**The problem**
Which lines of the data below contain the word "wooden"? Pull out each of those lines and copy it in full.

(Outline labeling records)
-- Start --

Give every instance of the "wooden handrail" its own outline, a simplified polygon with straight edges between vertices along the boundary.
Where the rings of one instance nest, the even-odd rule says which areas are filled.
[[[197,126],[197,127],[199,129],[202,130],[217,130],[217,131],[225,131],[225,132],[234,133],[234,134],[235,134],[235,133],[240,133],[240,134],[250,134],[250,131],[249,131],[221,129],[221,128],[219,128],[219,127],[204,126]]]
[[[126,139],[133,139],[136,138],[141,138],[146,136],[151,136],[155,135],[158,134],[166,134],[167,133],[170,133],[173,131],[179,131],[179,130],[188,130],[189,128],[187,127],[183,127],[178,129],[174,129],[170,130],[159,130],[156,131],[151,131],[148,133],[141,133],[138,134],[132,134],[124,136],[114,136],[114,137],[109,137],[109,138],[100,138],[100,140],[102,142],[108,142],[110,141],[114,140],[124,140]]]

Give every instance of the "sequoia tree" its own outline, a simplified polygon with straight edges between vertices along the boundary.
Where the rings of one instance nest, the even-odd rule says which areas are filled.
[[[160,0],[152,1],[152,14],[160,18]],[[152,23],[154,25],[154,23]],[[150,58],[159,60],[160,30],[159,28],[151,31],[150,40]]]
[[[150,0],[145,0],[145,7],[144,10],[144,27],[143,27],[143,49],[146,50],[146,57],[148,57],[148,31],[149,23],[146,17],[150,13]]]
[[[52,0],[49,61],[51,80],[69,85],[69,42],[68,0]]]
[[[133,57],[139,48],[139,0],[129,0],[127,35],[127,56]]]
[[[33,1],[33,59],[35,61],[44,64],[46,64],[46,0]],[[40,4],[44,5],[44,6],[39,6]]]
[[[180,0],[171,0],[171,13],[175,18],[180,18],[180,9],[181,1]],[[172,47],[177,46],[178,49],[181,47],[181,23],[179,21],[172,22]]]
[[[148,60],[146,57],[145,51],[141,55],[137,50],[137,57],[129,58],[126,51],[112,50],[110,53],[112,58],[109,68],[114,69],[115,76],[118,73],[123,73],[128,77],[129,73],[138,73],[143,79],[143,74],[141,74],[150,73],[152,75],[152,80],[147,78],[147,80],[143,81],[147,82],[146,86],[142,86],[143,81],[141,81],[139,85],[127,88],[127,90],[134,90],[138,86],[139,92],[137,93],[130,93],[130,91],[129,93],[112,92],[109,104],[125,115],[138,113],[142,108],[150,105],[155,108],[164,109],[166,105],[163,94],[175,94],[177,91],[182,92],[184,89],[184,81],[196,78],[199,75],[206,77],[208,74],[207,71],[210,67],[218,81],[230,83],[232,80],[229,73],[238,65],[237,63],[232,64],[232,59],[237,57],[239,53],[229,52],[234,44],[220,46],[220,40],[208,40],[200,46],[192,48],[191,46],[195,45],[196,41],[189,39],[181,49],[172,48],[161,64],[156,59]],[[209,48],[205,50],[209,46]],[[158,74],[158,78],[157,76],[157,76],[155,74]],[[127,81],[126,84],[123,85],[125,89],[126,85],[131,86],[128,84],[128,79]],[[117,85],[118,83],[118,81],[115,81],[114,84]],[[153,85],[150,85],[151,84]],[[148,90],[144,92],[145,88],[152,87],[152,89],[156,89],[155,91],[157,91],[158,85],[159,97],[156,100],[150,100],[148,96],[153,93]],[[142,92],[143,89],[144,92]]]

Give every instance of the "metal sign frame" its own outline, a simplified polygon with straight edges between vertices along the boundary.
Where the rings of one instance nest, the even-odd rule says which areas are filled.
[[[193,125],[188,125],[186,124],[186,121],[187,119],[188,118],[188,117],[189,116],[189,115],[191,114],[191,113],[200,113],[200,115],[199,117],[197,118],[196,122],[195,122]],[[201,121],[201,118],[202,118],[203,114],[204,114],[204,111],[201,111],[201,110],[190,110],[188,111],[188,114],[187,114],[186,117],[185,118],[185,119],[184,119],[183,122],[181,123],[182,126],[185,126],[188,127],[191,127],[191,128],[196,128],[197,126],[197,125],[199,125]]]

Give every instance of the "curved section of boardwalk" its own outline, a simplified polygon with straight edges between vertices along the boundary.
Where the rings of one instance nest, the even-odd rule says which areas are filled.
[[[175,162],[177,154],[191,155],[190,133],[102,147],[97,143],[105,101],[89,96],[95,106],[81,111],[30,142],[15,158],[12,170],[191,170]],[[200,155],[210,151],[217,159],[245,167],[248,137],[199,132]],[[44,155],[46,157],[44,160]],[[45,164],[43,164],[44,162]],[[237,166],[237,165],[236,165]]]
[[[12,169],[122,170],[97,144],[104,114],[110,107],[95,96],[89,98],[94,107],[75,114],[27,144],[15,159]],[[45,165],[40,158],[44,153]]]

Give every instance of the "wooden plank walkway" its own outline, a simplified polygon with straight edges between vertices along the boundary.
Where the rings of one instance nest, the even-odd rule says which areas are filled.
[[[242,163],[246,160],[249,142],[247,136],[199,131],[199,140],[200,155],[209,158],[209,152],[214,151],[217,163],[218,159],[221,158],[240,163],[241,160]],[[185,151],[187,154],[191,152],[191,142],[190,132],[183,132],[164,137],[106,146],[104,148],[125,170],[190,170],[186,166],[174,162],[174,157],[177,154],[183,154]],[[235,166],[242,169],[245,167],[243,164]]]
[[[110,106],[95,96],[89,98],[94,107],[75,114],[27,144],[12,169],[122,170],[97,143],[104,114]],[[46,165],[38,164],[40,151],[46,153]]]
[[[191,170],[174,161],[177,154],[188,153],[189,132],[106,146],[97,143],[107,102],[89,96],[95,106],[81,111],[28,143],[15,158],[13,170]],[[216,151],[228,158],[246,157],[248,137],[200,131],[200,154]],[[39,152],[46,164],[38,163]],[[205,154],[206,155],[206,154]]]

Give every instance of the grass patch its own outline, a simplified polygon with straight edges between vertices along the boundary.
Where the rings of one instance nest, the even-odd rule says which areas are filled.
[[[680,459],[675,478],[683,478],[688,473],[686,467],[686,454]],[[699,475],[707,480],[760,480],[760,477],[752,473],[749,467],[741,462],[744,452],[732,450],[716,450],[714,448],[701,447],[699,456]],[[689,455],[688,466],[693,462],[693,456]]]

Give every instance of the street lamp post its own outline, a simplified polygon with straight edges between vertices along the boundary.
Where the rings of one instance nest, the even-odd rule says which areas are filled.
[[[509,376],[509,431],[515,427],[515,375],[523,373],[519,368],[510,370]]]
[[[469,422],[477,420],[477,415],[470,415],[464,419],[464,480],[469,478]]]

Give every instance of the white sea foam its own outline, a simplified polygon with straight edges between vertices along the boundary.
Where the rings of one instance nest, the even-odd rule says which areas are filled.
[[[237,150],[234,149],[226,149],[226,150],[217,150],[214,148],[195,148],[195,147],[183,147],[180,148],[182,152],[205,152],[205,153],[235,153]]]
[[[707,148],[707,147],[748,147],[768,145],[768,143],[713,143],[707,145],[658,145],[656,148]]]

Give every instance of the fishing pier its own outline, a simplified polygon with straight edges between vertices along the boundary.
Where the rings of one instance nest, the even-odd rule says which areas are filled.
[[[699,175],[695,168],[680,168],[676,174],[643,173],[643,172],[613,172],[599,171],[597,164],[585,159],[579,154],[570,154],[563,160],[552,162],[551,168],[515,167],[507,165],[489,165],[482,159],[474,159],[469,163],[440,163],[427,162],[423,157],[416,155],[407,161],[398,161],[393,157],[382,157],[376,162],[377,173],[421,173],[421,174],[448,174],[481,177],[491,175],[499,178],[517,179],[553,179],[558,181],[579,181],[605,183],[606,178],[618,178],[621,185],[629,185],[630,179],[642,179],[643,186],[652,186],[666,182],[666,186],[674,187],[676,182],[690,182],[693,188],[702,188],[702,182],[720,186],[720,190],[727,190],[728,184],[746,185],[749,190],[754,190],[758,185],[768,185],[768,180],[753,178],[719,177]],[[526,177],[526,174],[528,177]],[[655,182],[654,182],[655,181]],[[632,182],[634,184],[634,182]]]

-- End --

**Result of this exercise**
Give every instance of the "wooden handrail" its own outline, a simplified polygon with straight edges between vertices along the boundary.
Give every instance of the "wooden plank walkway" its own outline, a simplified polygon with straight edges between vertices along the boundary.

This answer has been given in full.